Show every line of the data below that contains the word "leaf", treating uppercase and lowercase as different.

-------

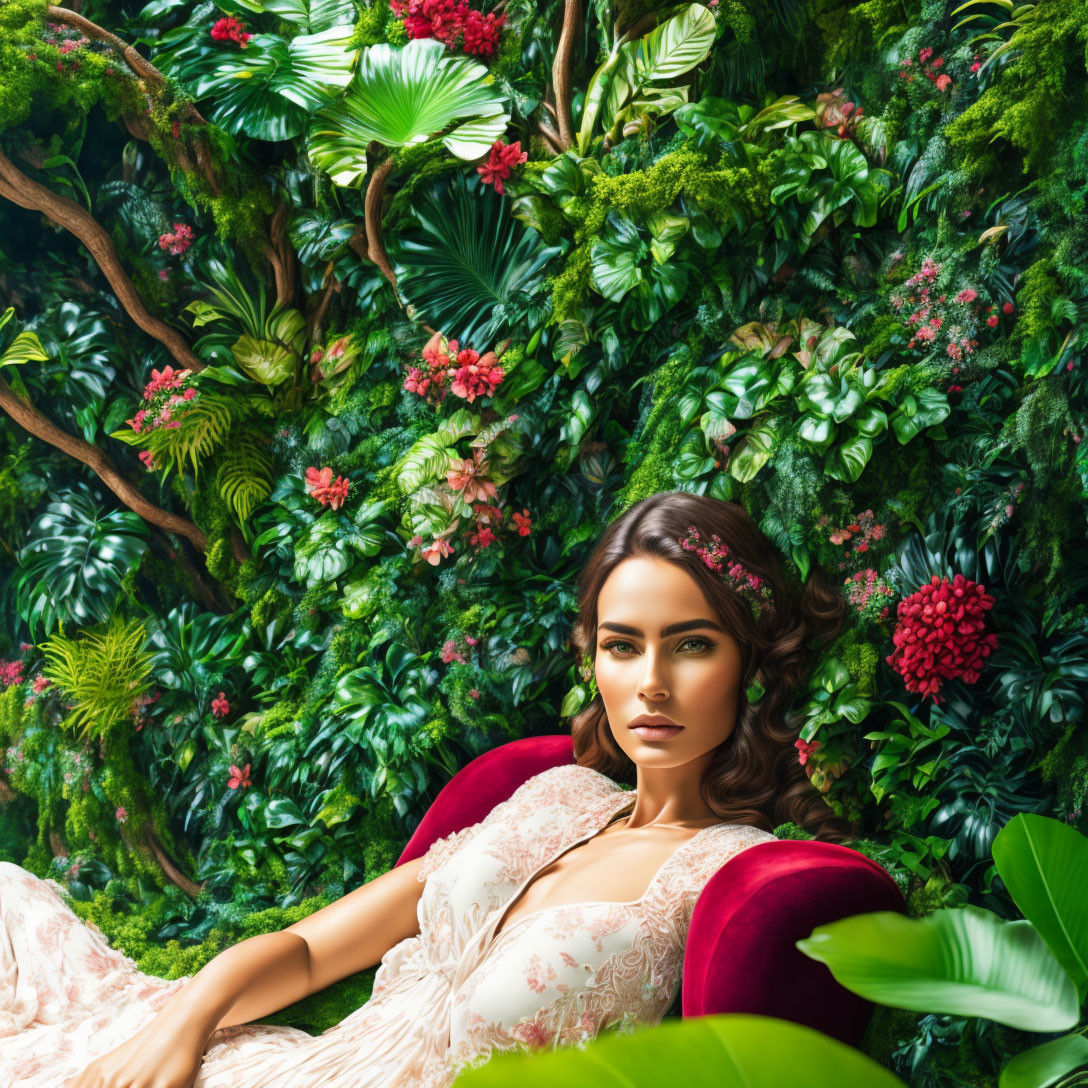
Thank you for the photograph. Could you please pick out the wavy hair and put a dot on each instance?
(754, 776)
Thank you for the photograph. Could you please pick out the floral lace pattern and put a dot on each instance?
(442, 1000)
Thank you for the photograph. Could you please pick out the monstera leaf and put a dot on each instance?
(403, 97)
(470, 268)
(269, 89)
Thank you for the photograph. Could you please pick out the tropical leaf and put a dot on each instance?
(75, 561)
(964, 962)
(403, 97)
(245, 473)
(269, 89)
(470, 269)
(1045, 866)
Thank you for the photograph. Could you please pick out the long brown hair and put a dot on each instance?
(754, 776)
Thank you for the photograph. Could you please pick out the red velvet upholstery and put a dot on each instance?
(740, 955)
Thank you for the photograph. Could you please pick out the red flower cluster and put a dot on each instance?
(501, 160)
(11, 672)
(230, 28)
(324, 489)
(239, 776)
(176, 240)
(450, 22)
(939, 635)
(931, 70)
(835, 111)
(469, 373)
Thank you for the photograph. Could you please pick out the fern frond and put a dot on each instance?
(245, 472)
(102, 674)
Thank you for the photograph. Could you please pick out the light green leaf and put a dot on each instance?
(404, 97)
(964, 962)
(1045, 866)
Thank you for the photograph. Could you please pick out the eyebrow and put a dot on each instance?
(688, 625)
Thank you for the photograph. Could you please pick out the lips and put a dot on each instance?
(654, 727)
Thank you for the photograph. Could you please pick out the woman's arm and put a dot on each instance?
(267, 973)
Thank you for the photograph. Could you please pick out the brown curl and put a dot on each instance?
(754, 776)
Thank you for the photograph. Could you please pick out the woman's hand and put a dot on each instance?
(164, 1053)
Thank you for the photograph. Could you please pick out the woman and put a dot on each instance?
(563, 913)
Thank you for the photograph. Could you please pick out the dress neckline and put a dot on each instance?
(627, 796)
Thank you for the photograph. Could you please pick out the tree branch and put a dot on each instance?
(372, 209)
(19, 188)
(143, 69)
(560, 70)
(40, 427)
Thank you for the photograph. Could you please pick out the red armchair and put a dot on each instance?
(740, 955)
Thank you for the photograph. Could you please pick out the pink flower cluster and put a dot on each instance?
(450, 652)
(324, 489)
(930, 69)
(11, 672)
(176, 240)
(239, 776)
(939, 634)
(230, 28)
(468, 373)
(869, 594)
(501, 160)
(935, 321)
(863, 524)
(452, 22)
(163, 398)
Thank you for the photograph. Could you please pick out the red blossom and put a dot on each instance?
(939, 634)
(230, 28)
(324, 489)
(501, 160)
(239, 776)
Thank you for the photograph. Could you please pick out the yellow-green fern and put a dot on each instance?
(245, 472)
(101, 675)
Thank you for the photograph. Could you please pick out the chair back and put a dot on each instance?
(740, 956)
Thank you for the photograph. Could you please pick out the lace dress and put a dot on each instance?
(442, 1000)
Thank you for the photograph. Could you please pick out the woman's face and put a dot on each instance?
(690, 676)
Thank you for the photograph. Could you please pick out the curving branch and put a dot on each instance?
(143, 69)
(372, 217)
(170, 870)
(40, 427)
(560, 71)
(19, 188)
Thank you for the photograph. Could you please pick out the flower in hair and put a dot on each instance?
(717, 557)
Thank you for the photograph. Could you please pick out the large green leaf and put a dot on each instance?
(965, 962)
(403, 97)
(269, 89)
(1045, 866)
(732, 1050)
(666, 52)
(75, 560)
(470, 269)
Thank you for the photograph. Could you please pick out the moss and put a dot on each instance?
(1046, 78)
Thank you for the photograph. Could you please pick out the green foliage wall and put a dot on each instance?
(329, 346)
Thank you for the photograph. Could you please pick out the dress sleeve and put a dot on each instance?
(511, 808)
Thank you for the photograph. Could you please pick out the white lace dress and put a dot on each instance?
(442, 1000)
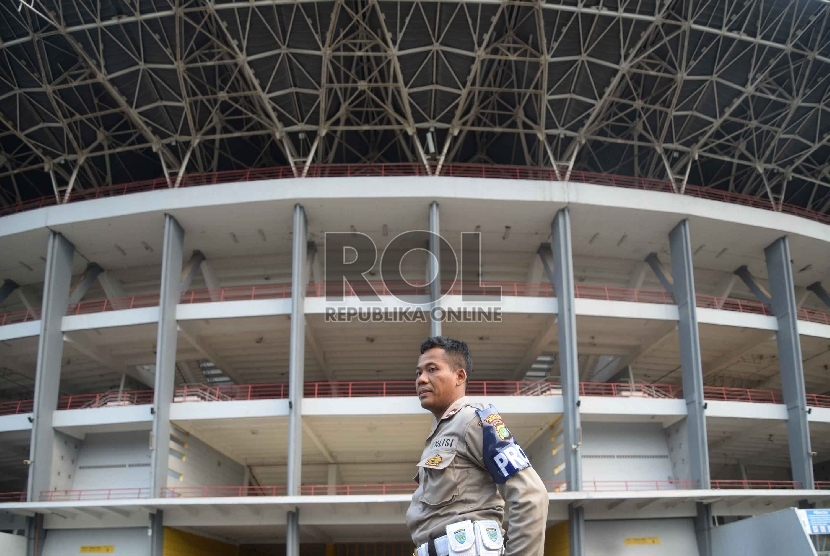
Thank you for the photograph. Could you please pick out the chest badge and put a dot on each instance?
(434, 461)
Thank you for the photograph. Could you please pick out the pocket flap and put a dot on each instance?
(490, 534)
(438, 460)
(460, 536)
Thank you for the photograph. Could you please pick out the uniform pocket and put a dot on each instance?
(440, 484)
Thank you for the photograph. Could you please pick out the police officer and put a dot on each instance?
(469, 468)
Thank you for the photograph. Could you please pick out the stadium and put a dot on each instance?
(626, 204)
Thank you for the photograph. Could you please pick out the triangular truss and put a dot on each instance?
(723, 93)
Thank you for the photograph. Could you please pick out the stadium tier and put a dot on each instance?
(227, 227)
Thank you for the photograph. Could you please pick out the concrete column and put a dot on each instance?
(563, 283)
(683, 289)
(157, 533)
(434, 265)
(292, 534)
(171, 270)
(296, 372)
(691, 368)
(789, 358)
(49, 352)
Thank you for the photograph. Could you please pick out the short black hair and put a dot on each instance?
(456, 352)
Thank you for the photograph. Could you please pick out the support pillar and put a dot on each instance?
(296, 373)
(35, 535)
(171, 270)
(292, 534)
(789, 358)
(7, 288)
(563, 283)
(156, 533)
(815, 287)
(434, 266)
(49, 352)
(690, 364)
(683, 289)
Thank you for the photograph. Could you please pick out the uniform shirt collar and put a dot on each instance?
(454, 408)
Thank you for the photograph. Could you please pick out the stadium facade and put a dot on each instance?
(635, 195)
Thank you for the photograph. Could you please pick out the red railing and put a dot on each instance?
(755, 485)
(10, 497)
(283, 291)
(413, 169)
(106, 399)
(730, 304)
(361, 389)
(616, 486)
(16, 407)
(813, 316)
(94, 494)
(16, 317)
(818, 400)
(718, 393)
(383, 489)
(625, 389)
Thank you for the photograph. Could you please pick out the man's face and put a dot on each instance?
(438, 383)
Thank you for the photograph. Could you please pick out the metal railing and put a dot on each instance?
(521, 289)
(221, 491)
(16, 407)
(755, 485)
(112, 398)
(95, 494)
(416, 169)
(10, 497)
(627, 390)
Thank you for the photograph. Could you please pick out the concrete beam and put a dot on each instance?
(660, 271)
(820, 292)
(7, 288)
(756, 339)
(319, 354)
(86, 280)
(588, 367)
(543, 339)
(434, 265)
(638, 276)
(81, 344)
(190, 269)
(187, 372)
(757, 289)
(204, 349)
(317, 442)
(611, 372)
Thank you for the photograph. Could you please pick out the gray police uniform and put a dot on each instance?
(458, 475)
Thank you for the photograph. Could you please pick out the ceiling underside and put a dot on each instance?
(728, 94)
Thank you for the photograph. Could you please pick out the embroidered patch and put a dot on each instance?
(451, 412)
(434, 461)
(443, 443)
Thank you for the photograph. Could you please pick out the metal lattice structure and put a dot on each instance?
(731, 94)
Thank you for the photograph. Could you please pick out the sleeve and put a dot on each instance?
(526, 499)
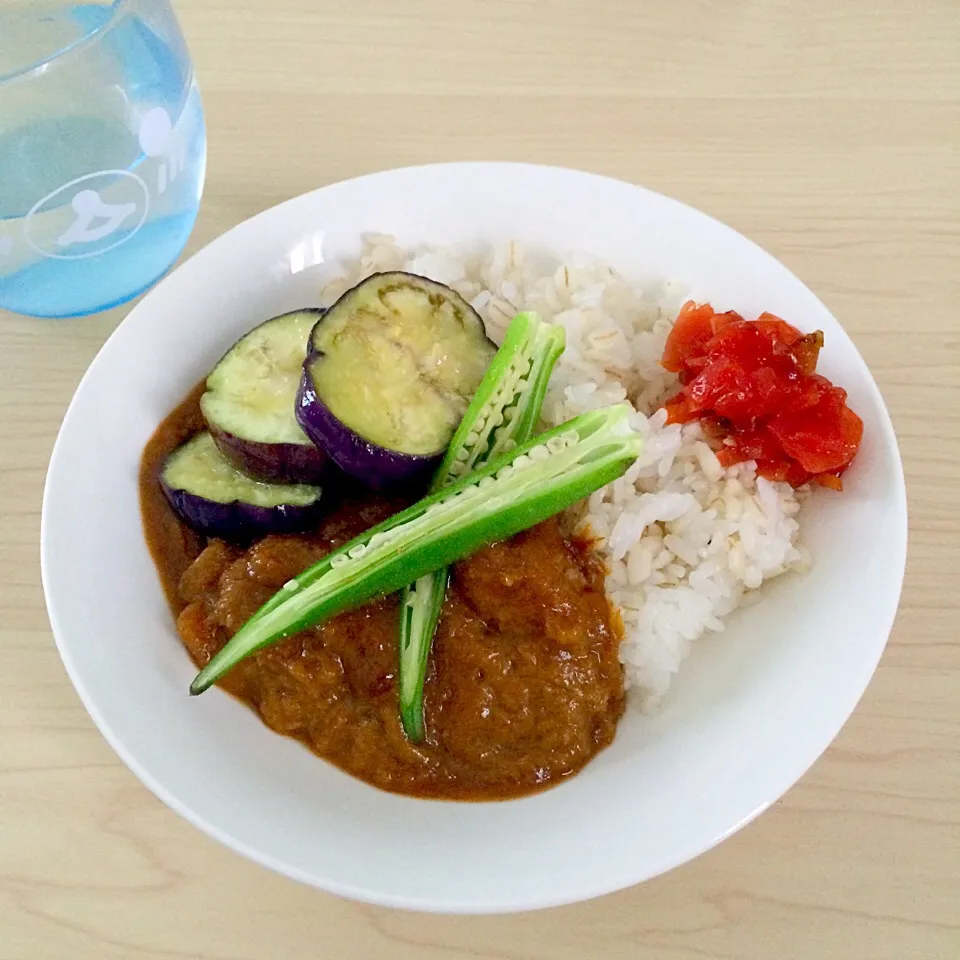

-------

▶ Result:
Thank you for the photograph. Could you please pick out the monstera leaf and put a dot on each instance?
Thank you for the photograph. Could you please pick out the tropical leaf and put a dot on each instance?
Thank you for the photograph. Could you please pick out the light green leaf and put a dot on each instance?
Thank you for the photograph. Could you please pick out the large green leaf and put a dot on each instance?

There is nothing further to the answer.